--- TAREA ---
Presenta en una lista numerada las líneas de abajo que van desde la que contiene "of the pale" hasta la que contiene "(1092, 194)", ambas incluidas, y omite las líneas en blanco.

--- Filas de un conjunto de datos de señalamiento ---
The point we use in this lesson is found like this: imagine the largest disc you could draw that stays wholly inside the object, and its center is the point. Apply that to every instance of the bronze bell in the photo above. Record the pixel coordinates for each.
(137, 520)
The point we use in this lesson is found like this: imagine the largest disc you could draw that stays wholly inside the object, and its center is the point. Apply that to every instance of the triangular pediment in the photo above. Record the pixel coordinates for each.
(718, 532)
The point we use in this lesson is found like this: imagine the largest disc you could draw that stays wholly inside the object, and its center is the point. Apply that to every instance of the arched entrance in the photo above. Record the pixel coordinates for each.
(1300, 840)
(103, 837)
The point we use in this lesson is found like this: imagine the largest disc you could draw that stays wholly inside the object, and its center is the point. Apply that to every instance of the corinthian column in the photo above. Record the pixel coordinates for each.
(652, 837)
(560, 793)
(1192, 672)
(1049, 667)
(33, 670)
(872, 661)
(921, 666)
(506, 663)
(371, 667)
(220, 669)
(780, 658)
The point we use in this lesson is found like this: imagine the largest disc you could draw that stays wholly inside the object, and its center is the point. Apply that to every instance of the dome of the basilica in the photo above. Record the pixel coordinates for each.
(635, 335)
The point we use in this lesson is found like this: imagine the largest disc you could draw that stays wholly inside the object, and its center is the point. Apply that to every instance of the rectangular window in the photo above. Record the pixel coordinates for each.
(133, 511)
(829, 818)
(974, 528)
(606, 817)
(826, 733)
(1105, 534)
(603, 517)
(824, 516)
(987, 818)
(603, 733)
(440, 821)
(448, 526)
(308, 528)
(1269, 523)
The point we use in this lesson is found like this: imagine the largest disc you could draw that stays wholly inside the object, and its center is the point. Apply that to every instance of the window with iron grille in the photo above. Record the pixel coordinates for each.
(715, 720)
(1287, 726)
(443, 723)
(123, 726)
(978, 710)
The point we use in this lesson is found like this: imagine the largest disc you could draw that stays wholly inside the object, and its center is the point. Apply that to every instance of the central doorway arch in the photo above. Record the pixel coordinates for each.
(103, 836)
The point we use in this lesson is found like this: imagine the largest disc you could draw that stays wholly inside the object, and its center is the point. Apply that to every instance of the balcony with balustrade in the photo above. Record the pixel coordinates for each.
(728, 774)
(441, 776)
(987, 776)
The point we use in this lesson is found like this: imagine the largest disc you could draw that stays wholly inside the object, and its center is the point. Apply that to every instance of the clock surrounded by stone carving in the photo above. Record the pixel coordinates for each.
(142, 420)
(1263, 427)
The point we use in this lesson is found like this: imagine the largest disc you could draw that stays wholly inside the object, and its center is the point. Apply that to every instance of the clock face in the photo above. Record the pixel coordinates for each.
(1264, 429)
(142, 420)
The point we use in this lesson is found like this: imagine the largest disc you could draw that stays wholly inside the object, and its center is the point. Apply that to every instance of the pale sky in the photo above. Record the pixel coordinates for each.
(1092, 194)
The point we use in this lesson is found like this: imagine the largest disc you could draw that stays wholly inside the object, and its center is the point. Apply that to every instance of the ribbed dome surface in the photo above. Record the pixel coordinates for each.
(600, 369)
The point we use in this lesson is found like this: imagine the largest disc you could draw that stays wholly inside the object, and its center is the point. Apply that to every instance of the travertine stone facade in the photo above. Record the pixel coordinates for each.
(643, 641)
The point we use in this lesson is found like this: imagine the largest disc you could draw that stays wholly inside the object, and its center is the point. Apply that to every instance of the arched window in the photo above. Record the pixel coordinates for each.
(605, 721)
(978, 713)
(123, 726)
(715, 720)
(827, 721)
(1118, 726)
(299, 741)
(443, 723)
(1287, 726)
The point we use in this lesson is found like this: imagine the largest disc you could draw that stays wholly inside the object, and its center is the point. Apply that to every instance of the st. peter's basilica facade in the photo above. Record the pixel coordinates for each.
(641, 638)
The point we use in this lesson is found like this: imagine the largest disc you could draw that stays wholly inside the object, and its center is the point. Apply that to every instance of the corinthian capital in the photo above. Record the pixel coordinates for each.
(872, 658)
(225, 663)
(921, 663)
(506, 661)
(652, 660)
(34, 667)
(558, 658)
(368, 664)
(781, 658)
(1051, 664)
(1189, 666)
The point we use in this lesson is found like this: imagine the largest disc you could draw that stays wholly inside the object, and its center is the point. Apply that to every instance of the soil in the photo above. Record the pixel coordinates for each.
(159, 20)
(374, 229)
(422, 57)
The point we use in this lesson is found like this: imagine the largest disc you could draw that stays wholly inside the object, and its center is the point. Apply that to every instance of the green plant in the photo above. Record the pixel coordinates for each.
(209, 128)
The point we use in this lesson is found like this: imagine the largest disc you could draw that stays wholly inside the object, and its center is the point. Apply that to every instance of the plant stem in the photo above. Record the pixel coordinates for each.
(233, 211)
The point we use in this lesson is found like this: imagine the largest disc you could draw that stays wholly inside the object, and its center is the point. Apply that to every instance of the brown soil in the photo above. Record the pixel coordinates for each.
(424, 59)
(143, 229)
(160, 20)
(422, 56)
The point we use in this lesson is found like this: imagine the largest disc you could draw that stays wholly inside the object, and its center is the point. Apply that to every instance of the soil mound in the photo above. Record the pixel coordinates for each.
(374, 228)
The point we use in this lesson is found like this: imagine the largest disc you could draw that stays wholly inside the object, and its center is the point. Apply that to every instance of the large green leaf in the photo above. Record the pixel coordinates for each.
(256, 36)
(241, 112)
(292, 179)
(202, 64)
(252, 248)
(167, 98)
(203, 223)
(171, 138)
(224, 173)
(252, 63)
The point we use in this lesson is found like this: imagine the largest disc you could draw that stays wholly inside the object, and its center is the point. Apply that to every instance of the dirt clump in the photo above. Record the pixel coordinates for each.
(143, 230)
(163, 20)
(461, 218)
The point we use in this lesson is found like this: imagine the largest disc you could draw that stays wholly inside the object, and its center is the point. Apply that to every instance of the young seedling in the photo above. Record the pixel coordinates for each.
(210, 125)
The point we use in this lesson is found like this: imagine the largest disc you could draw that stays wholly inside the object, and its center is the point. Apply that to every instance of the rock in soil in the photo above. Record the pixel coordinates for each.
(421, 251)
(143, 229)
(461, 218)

--

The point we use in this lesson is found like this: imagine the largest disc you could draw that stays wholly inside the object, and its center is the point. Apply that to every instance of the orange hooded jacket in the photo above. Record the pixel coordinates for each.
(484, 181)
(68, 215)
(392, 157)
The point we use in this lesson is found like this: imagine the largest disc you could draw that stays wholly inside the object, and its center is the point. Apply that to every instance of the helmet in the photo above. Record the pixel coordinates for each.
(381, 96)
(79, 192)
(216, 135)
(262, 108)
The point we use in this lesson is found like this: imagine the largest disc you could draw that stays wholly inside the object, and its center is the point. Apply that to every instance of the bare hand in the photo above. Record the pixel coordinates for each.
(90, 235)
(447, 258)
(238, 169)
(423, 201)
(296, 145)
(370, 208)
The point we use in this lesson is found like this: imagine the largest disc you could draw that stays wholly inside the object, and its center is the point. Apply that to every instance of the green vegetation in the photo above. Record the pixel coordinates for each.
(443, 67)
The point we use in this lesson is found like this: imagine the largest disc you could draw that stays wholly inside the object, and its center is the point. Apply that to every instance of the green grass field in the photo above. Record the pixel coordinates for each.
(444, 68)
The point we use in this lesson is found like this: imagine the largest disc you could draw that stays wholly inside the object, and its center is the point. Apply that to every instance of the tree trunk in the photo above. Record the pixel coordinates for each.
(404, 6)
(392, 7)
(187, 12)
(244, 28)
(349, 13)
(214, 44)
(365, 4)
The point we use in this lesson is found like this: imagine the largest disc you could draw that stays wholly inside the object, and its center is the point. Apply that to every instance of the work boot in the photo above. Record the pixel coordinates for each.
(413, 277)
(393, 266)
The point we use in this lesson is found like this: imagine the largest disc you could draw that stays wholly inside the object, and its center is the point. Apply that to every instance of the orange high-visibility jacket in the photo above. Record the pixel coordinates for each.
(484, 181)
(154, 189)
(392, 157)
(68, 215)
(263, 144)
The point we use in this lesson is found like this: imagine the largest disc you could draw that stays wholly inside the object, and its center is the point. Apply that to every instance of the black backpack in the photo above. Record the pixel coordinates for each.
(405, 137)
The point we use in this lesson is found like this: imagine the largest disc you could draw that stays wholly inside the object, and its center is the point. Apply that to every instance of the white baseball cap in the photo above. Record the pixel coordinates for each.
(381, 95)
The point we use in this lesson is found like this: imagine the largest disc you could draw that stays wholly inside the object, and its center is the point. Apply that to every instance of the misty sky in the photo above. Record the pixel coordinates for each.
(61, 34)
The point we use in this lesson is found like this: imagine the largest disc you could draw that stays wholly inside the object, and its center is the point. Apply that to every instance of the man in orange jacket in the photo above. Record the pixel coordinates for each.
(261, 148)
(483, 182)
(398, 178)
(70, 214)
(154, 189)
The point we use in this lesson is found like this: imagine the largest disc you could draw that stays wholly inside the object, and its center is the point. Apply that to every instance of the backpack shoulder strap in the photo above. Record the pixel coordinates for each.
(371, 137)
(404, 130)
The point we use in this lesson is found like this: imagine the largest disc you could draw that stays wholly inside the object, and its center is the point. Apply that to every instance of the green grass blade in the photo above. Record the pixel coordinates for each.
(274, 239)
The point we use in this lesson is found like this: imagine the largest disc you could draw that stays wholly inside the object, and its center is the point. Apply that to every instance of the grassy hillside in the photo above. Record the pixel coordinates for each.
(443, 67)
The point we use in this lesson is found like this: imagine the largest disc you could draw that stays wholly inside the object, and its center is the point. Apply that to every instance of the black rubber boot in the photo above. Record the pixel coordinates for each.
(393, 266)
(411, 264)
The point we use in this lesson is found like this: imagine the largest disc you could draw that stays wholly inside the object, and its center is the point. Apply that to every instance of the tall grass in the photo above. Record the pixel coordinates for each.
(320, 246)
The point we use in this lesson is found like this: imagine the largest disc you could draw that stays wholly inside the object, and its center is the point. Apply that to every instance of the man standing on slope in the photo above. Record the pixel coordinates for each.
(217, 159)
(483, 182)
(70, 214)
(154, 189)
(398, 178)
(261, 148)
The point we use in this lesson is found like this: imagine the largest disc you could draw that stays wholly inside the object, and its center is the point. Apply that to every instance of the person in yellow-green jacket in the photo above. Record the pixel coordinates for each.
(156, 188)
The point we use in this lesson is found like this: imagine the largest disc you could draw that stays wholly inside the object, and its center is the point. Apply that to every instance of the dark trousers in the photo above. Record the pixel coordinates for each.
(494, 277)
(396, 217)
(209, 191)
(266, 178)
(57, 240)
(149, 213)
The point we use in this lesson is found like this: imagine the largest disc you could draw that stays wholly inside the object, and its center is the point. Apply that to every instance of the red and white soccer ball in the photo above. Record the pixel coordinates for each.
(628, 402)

--

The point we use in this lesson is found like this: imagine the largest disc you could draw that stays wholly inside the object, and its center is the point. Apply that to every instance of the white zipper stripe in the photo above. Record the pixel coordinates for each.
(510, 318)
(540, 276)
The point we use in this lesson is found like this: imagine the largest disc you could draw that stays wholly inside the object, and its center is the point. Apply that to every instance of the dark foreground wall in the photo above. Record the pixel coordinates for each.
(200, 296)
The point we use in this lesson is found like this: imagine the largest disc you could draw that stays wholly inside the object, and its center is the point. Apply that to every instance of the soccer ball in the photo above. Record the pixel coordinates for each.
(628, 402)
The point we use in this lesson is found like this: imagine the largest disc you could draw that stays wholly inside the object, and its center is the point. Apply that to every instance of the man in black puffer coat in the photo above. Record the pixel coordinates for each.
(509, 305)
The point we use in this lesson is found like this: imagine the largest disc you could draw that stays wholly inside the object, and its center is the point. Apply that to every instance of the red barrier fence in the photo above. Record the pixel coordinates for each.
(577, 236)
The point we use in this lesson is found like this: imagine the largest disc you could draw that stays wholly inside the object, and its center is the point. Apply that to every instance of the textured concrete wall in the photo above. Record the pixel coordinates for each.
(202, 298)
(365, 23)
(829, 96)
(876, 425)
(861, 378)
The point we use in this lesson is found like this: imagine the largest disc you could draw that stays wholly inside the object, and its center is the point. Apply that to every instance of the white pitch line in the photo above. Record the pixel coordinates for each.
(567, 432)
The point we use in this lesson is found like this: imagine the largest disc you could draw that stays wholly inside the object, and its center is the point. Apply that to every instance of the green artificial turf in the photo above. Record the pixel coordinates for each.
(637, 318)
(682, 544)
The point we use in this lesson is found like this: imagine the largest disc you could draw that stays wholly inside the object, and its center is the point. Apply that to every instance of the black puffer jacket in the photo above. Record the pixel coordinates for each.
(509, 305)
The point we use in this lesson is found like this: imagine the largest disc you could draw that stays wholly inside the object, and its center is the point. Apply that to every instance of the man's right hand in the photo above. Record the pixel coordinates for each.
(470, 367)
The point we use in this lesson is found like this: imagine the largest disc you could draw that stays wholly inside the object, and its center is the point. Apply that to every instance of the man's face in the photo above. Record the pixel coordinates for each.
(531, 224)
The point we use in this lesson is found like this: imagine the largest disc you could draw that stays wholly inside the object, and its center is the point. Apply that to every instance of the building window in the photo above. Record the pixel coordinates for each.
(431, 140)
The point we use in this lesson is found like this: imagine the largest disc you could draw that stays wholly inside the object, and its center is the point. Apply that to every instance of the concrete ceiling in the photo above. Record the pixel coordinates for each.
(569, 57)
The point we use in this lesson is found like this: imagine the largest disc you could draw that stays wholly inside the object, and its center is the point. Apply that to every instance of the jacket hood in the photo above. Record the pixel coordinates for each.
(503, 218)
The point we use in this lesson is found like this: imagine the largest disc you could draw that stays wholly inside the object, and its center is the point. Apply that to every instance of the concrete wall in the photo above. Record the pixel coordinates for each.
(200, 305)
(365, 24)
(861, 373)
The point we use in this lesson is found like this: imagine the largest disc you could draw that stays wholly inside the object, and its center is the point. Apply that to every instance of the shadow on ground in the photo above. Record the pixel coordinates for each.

--- RESPUESTA COMPLETA ---
1. The point we use in this lesson is found like this: imagine the largest disc you could draw that stays wholly inside the object, and its center is the point. Apply that to every instance of the pale sky in the photo above. Record the pixel coordinates for each.
2. (1092, 194)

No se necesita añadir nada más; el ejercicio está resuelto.